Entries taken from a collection
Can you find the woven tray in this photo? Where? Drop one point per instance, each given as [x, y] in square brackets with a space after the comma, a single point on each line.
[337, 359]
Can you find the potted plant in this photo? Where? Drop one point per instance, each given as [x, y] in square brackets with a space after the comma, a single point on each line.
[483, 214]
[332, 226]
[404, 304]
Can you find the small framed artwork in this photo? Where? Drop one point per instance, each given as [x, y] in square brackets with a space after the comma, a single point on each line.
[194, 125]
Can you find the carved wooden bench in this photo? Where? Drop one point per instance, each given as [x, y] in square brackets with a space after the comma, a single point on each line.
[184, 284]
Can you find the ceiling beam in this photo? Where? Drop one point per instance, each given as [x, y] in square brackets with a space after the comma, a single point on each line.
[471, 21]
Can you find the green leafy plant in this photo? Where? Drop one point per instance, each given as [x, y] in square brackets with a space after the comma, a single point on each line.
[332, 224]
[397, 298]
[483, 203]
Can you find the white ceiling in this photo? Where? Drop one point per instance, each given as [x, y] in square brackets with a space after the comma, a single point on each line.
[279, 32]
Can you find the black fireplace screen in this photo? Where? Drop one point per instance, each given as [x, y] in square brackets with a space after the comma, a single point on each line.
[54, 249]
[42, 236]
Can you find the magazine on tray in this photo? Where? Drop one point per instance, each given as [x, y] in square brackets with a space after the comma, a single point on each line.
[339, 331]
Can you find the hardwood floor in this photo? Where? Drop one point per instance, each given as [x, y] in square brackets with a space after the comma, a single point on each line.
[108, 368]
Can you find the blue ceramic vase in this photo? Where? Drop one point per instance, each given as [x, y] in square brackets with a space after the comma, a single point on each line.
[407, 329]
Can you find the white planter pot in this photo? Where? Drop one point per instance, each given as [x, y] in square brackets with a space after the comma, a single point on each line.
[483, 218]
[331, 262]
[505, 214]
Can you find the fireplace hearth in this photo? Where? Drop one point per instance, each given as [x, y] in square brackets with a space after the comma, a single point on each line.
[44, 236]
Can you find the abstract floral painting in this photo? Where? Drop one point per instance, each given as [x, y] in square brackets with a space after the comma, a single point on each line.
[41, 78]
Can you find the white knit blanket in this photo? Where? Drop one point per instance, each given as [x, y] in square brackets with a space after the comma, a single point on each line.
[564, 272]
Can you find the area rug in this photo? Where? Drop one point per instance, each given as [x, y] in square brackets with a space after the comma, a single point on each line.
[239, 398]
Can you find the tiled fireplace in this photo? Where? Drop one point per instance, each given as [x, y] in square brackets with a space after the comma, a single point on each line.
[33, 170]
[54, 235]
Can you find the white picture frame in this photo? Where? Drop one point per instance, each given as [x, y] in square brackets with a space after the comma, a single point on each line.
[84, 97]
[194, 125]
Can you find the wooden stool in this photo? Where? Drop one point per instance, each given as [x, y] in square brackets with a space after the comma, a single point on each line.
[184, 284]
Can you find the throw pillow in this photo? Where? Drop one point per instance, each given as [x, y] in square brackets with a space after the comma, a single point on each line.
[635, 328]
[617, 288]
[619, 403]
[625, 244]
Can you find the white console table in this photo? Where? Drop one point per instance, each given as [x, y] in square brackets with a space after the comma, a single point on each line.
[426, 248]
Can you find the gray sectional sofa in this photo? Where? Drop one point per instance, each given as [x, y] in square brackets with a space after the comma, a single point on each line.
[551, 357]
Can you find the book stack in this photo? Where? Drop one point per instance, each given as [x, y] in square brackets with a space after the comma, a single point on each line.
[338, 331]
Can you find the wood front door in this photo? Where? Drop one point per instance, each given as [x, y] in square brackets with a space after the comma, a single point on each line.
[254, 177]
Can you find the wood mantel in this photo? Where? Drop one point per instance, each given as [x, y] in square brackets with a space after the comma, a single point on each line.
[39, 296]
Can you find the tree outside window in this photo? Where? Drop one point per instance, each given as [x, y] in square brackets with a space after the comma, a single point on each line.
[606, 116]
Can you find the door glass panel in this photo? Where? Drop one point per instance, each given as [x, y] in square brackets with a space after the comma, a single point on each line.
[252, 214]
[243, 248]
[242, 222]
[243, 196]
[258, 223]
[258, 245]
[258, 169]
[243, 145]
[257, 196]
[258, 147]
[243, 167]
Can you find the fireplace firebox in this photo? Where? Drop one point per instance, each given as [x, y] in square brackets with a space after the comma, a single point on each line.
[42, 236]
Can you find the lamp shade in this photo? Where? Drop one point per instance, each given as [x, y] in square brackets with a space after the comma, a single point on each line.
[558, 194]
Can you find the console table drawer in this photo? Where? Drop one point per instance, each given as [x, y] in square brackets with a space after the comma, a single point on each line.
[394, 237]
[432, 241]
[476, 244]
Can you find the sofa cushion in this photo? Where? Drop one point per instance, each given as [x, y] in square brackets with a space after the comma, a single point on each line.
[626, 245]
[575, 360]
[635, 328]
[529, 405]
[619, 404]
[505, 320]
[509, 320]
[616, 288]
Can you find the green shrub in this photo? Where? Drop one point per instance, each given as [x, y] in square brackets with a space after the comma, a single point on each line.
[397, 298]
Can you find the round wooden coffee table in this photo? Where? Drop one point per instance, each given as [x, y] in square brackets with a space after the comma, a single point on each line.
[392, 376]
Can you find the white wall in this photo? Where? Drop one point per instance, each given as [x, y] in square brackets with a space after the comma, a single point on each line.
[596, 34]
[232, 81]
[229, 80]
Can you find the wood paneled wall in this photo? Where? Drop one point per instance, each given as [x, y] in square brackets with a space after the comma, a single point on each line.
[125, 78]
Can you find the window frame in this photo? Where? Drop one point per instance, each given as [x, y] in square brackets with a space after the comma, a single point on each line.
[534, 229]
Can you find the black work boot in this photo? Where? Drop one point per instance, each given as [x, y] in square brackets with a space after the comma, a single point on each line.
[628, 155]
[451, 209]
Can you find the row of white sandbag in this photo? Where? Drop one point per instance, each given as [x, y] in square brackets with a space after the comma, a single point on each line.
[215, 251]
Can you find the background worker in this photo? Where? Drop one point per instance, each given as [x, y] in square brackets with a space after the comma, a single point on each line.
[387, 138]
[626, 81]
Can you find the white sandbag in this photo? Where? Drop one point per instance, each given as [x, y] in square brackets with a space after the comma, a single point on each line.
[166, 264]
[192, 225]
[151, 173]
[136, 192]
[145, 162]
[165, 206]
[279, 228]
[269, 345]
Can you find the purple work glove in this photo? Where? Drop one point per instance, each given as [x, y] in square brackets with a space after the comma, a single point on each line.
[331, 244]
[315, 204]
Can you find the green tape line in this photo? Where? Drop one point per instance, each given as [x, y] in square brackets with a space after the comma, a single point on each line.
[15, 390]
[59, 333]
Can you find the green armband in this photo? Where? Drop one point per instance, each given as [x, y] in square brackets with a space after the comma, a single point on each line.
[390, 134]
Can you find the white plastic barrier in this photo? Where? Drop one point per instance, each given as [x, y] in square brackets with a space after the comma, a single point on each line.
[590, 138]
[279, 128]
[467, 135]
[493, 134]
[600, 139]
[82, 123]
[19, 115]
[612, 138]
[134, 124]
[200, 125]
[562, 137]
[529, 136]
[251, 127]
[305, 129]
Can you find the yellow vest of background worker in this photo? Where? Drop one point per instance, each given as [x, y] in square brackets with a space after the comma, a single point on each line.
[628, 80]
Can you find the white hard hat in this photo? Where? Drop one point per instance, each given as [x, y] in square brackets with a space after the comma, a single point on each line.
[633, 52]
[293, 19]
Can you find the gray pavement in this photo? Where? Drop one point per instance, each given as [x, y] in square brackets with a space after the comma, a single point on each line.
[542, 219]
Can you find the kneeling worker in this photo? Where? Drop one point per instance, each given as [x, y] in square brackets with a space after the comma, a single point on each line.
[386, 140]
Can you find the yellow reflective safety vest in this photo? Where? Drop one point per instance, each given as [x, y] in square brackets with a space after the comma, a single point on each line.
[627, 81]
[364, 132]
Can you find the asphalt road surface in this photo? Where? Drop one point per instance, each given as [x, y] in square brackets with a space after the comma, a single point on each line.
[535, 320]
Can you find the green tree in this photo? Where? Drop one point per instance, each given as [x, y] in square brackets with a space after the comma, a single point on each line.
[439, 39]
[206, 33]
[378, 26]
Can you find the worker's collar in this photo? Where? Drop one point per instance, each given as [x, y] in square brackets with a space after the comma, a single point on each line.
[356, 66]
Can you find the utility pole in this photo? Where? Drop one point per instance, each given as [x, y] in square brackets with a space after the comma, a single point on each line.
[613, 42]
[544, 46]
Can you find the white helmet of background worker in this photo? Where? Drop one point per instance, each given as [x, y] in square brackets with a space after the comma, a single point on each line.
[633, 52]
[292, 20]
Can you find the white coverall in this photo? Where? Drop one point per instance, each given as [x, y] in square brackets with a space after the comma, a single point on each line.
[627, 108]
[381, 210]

__What is needed__.
Copy each line, exactly, that falls between the line containing "Can you find the white coverall" and the end of the entries, both included.

__Exercise output__.
Can you find the white coverall in this photo? Where? Drop one point per instance, each given as [x, y] in square brackets with a space after the comma, a single point on each line.
[627, 108]
[381, 210]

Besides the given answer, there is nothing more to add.